**WHAT IS EXPECTED**
Beneath this instruction is a block of data; output from it exactly the lines that run from the one containing "# every instance gets its own outline" through the one containing "M306 149L380 202L480", inclusive.

**INPUT DATA**
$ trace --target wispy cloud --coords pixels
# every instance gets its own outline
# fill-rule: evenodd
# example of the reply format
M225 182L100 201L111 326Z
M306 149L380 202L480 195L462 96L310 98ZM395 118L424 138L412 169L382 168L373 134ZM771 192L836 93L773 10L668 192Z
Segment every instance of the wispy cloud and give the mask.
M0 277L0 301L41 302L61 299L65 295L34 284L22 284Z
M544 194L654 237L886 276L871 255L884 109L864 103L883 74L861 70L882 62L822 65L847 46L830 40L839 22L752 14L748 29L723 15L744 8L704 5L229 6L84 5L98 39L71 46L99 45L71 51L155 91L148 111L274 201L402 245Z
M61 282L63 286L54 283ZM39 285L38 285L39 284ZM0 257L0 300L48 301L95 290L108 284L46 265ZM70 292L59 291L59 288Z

**ANSWER BOX**
# every instance gets its own outline
# fill-rule: evenodd
# example of the reply format
M225 182L100 201L111 326Z
M306 149L380 202L480 195L462 96L310 98ZM395 118L424 138L412 169L382 168L373 134ZM771 192L836 93L773 10L668 192Z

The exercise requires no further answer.